# conga in der ostsee



## wirbel (17. Februar 2008)

moin, mit angler.
schautmal was wir gestern entdeckt haben.
wir wollten eingendlich nur ein paar meerforellen angeln am weißenhäuser strand. 
zu feierabend dann das: zwei "ältere" angler diskutieren lautstark auf dem parkplatz vor ihrem auto. nach einer weil kommen noch zwei personen dazu und das erweckt dann auch noch unsere aufmerksamkeit. als der ältere herr dann sein fang aus der tüte zieht dachte ich wo ist die versteckte camara.
1,45 meter CONGA.
er erzählte uns wie es dazu kam. beim wattfischen wollte er ein stein wegtretten zwischen dem kraut, doch sein stein hat sich bewegt.
da griff er ins wasser und zog mit der hand den lebendigen aber ziehmlich geschwächten conga aus dem wasser.

Einträge des Datensatzes zur Punktannotation:

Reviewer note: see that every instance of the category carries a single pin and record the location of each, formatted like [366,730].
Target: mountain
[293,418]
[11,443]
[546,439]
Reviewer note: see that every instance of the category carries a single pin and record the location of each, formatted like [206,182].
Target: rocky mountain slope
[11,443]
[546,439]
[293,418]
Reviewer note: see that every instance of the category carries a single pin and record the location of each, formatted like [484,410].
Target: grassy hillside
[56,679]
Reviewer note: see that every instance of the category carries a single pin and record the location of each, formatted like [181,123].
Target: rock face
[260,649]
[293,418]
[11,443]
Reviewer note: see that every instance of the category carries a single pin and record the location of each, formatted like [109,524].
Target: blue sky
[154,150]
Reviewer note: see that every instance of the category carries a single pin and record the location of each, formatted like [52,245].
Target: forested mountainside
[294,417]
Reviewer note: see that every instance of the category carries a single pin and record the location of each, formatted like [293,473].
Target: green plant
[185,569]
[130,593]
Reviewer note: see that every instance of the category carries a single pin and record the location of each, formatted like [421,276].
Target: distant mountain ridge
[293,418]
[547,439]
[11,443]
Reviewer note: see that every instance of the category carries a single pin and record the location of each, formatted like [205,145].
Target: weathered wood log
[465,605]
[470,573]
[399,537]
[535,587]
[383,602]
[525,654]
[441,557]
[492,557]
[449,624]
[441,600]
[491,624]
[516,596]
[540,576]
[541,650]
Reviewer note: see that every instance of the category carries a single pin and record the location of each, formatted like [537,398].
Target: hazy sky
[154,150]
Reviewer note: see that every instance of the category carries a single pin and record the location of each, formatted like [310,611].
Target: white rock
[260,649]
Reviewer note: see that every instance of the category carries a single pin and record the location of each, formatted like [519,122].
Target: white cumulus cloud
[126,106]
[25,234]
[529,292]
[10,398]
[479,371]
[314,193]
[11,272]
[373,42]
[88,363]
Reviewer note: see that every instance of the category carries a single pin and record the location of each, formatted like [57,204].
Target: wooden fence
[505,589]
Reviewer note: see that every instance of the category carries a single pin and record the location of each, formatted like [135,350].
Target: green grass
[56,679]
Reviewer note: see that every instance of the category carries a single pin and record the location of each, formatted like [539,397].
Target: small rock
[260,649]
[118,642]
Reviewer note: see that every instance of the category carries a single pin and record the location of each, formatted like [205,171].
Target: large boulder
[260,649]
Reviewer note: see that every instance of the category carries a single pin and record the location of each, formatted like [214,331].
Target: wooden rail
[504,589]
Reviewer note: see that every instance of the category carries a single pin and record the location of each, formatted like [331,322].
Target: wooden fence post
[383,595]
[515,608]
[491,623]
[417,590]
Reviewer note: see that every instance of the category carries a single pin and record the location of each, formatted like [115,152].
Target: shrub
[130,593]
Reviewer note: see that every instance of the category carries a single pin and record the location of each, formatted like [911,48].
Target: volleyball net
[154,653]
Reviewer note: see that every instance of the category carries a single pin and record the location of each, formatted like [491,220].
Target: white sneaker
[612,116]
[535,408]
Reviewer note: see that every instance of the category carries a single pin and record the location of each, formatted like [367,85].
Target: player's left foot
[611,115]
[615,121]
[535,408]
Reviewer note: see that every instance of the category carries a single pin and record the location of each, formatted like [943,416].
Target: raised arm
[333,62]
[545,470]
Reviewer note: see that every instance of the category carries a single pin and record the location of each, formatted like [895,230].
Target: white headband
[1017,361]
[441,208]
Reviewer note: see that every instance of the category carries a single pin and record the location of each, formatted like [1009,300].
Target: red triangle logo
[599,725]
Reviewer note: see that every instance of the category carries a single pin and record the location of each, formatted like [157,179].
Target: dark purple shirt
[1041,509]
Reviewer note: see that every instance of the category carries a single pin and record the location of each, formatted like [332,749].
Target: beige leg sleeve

### [Aufgaben]
1 > Prüfe für jede der Aussagen (a), (b) und (c), ob sie mit dem Forumsbeitrag übereinstimmt, und belege dein Ja oder Nein mit den entscheidenden Worten des Beitrags als wörtlichem Zitat. (a) Die Schreibenden waren ursprünglich zum Meerforellenangeln unterwegs. (b) Der ältere Herr fing den Conger mit seiner Angel. (c) Der gefundene Conger maß 1,45 Meter.
2 > Drucke aus dem Forumsbeitrag alles ab „## wirbel (17.“ bis hinunter zu „die versteckte camara.“ ohne jede Änderung.

### [Vollständige Lösungen]
1 >
(a) Ja: „wir wollten eingendlich nur ein paar meerforellen angeln am weißenhäuser strand.“
(b) Nein: „da griff er ins wasser und zog mit der hand den lebendigen aber ziehmlich geschwächten conga aus dem wasser.“
(c) Ja: „1,45 meter CONGA.“

2 >
## wirbel (17. Februar 2008)

moin, mit angler.
schautmal was wir gestern entdeckt haben.
wir wollten eingendlich nur ein paar meerforellen angeln am weißenhäuser strand. 
zu feierabend dann das: zwei "ältere" angler diskutieren lautstark auf dem parkplatz vor ihrem auto. nach einer weil kommen noch zwei personen dazu und das erweckt dann auch noch unsere aufmerksamkeit. als der ältere herr dann sein fang aus der tüte zieht dachte ich wo ist die versteckte camara.